• **Task description**
Copy exactly the lines that run from the line containing "Pick out each instance of the pool ladder" to the end of the material below, both ends included.

• **Information**

Content starts

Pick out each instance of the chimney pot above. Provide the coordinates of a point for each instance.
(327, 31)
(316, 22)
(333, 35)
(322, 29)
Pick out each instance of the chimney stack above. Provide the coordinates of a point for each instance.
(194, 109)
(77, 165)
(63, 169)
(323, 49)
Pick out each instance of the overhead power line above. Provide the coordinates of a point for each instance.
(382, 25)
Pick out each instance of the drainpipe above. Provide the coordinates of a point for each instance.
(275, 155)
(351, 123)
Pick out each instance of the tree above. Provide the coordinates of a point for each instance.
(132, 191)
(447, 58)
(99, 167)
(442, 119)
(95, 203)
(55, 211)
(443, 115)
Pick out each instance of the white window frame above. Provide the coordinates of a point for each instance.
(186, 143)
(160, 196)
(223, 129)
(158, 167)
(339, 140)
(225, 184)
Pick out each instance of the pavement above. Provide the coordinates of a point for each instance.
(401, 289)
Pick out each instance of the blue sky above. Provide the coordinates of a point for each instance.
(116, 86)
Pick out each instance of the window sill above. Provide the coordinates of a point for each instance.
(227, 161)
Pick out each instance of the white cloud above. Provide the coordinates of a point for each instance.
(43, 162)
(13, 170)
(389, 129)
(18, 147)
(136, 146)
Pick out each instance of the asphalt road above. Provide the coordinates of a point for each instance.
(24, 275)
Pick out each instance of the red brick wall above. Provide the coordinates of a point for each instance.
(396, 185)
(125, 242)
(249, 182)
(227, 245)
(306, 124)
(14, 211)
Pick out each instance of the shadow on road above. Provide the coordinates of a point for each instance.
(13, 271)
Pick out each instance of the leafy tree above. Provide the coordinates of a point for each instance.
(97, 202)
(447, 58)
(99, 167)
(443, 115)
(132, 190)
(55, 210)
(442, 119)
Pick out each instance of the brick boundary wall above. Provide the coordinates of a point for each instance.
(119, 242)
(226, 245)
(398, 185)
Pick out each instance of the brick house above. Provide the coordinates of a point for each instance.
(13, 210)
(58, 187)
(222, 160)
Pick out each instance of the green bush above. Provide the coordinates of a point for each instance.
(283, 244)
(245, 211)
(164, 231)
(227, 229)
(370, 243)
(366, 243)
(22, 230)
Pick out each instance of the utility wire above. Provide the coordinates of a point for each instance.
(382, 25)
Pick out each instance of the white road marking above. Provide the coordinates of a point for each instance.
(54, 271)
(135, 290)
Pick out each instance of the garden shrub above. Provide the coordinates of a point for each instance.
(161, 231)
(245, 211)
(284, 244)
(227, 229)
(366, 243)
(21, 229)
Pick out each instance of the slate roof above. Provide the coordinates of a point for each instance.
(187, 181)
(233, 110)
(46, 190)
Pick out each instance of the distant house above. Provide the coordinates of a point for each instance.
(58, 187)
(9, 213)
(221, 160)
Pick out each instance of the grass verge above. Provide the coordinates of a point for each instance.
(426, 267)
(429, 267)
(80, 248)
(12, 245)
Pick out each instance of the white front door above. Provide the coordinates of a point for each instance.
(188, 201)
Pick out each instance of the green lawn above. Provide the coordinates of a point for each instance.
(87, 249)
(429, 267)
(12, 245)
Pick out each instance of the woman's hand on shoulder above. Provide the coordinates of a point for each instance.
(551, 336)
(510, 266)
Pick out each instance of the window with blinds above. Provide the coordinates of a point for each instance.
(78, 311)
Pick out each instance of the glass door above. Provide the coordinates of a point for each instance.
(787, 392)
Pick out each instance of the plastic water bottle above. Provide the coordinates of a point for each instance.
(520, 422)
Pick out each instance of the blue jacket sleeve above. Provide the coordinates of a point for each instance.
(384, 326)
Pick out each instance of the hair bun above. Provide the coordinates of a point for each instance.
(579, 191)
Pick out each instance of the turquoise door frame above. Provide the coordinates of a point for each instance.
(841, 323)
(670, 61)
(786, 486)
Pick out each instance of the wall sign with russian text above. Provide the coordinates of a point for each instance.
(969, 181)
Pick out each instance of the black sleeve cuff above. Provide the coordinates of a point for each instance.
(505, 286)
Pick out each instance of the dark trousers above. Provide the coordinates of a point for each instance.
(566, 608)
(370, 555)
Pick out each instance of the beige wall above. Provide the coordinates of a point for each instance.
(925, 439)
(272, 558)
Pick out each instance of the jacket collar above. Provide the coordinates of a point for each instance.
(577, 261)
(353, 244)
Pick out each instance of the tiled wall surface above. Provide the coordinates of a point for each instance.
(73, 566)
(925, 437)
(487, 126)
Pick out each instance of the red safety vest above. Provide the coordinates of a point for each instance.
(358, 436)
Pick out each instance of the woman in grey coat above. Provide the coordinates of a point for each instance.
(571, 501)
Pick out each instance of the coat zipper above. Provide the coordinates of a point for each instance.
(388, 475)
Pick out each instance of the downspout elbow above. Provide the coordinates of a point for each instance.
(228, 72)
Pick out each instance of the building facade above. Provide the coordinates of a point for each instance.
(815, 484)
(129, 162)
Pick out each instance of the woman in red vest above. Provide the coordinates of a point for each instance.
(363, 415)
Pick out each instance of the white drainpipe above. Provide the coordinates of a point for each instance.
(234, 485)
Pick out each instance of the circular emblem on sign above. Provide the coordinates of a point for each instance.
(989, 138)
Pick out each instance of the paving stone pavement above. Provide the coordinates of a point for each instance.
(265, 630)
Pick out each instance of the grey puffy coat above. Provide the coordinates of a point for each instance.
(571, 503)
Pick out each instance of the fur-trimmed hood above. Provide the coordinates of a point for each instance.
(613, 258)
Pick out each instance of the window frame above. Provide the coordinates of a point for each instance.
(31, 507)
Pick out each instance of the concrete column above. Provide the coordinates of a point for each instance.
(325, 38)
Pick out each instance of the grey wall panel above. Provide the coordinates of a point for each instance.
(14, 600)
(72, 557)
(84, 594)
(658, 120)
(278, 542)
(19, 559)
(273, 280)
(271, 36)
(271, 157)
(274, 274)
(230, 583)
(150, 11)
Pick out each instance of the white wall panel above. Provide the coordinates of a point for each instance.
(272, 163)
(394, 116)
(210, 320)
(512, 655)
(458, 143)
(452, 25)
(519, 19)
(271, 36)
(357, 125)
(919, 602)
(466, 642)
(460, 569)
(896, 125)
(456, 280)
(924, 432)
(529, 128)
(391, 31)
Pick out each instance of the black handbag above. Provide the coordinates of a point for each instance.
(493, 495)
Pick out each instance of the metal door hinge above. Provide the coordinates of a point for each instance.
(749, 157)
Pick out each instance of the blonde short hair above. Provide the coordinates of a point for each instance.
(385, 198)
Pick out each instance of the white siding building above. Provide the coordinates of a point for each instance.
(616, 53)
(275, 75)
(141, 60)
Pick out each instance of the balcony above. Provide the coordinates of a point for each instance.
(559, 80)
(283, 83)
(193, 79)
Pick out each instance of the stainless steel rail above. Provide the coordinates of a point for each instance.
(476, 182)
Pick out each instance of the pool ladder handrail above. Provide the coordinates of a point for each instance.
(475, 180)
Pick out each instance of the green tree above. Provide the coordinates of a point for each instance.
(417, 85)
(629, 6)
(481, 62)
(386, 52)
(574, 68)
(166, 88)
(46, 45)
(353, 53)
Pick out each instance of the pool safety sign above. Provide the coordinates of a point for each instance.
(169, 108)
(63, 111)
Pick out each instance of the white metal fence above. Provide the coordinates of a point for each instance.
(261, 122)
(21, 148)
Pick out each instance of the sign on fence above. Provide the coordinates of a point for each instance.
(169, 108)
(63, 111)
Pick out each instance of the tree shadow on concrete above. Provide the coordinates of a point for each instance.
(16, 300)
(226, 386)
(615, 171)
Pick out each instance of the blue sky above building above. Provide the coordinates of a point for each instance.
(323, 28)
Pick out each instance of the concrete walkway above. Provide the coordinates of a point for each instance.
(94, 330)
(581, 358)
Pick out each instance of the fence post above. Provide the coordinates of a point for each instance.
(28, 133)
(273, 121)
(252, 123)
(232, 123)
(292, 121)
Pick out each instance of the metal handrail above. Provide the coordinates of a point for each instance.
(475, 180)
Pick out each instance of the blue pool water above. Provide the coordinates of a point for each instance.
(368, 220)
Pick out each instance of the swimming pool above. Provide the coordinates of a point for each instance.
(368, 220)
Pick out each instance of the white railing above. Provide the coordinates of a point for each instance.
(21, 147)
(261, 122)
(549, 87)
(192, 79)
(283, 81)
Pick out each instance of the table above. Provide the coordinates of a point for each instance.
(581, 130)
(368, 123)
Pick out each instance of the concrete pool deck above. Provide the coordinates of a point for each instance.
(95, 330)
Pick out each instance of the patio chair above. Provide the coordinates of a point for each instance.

Content ends

• **Output**
Pick out each instance of the pool ladder handrail above. Provide the coordinates of a point for each instance.
(475, 180)
Pick out each instance of the green tree above. Provide the coordinates of a point for each instance.
(417, 85)
(629, 6)
(481, 62)
(386, 52)
(574, 68)
(166, 88)
(46, 45)
(353, 53)
Pick out each instance of the pool safety sign above. Provide the coordinates of a point for each instance.
(169, 108)
(63, 111)
Pick out each instance of the white metal fence above. Provide the coordinates of a point for each instance.
(261, 122)
(21, 148)
Pick out each instance of the sign on fence above. Provide the coordinates of a point for each instance.
(169, 108)
(63, 111)
Pick out each instance of the tree shadow on concrete above. Provide the coordinates of a point for each instance.
(16, 300)
(226, 386)
(615, 171)
Pick out each instance of the blue sky above building above. Provide the coordinates of a point for each instance.
(323, 28)
Pick out each instance of the concrete walkway above. Provide the coordinates of a point for each instance.
(94, 330)
(581, 358)
Pick out each instance of the fence post above. Provide the coordinates of a point for each instance.
(28, 133)
(273, 121)
(252, 123)
(232, 123)
(292, 121)
Pick out each instance of the metal handrail above. Provide the coordinates of a point for each instance.
(475, 180)
Pick out each instance of the blue pool water above. Provide the coordinates of a point for each instance.
(368, 220)
Pick out each instance of the swimming pool above. Provide the coordinates of a point for each instance.
(368, 220)
Pick out each instance of the white railing above. Provide the coordinates of a point for each instance.
(21, 147)
(261, 122)
(549, 87)
(192, 79)
(283, 81)
Pick out each instance of the table above. Provide the coordinates of a point for each instance.
(581, 130)
(368, 123)
Pick out each instance of the concrete pool deck above. Provide the coordinates of a point for each instance.
(95, 330)
Pick out each instance of the patio chair above. Provide the coordinates of a point for each instance.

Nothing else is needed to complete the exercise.